■ TO DO: Could you repeat every record exactly as it appears?
########################################
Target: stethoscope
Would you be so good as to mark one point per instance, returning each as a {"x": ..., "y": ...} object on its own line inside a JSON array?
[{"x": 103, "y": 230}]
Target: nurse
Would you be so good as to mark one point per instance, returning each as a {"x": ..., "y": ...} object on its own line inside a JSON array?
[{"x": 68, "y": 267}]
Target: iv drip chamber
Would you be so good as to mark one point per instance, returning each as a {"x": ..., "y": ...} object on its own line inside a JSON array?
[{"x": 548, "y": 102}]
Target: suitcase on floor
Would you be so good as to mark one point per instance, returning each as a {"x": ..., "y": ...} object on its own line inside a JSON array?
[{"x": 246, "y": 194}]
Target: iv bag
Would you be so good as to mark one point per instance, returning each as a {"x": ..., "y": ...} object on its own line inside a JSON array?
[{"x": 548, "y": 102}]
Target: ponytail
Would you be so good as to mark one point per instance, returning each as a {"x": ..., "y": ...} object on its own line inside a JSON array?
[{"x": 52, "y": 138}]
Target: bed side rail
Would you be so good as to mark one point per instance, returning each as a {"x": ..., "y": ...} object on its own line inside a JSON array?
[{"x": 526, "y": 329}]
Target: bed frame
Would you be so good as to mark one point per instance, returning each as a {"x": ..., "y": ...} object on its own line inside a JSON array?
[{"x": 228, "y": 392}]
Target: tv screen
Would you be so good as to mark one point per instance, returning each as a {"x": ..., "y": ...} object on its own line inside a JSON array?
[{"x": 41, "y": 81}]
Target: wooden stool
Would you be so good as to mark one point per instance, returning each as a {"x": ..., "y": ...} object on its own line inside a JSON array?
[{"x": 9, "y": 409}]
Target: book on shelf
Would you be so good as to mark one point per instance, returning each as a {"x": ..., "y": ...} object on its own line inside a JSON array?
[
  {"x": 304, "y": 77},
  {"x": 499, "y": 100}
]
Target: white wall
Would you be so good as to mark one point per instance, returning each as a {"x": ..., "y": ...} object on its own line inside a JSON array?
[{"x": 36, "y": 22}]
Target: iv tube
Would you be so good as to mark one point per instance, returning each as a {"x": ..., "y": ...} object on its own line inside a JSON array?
########################################
■ SOLVED EXERCISE:
Target: stethoscope
Would you be so good as to mark one point per instance, returning each as a {"x": ..., "y": ...} object on its own line inside a JSON array?
[{"x": 103, "y": 230}]
Target: nurse
Would you be so good as to mark one point per instance, returning each as a {"x": ..., "y": ...} object on its own line inside a JSON array?
[{"x": 68, "y": 267}]
Target: iv drip chamber
Would you be so good as to mark one point per instance, returning each as a {"x": ..., "y": ...} object on its own line inside a JSON array?
[{"x": 548, "y": 102}]
Target: suitcase on floor
Would you be so good as to mark one point per instance, returning each as a {"x": ..., "y": ...} object on its own line inside a JSON array?
[{"x": 246, "y": 194}]
Target: iv bag
Would you be so good as to mark one point per instance, returning each as a {"x": ..., "y": ...} object on its own line inside a JSON array?
[{"x": 548, "y": 102}]
Target: ponytail
Would you be so good as to mark one point per instance, returning each as a {"x": ..., "y": ...} object on its own line inside a JSON array?
[{"x": 52, "y": 138}]
Target: bed side rail
Would you be so good as to mark one point per instance, returning each as a {"x": ..., "y": ...} object on its own line inside a JSON array?
[{"x": 526, "y": 329}]
Target: bed frame
Would you be so good as to mark one point per instance, returning each as a {"x": ..., "y": ...} object on its own line inside a JSON array?
[{"x": 228, "y": 392}]
Target: tv screen
Would you be so good as to mark one point per instance, returning each as a {"x": ..., "y": ...} object on its own line inside a JSON array?
[{"x": 41, "y": 81}]
Target: wooden stool
Would you be so good as to mark one point per instance, returning each as a {"x": ..., "y": ...} object on its own line inside a JSON array?
[{"x": 9, "y": 409}]
Target: book on shelf
Would you be so good as to mark one point per instance, returning each as a {"x": ..., "y": ...} object on its own line inside a JSON array?
[
  {"x": 304, "y": 77},
  {"x": 499, "y": 100}
]
Target: white wall
Would you be so good as to mark one point per instance, returning each as a {"x": ..., "y": ...} object on its own line inside a JSON array?
[{"x": 36, "y": 22}]
Target: iv tube
Would you be so good as to mark one point per instance, returning each as a {"x": ..., "y": ...} object on its own line inside a JSON array?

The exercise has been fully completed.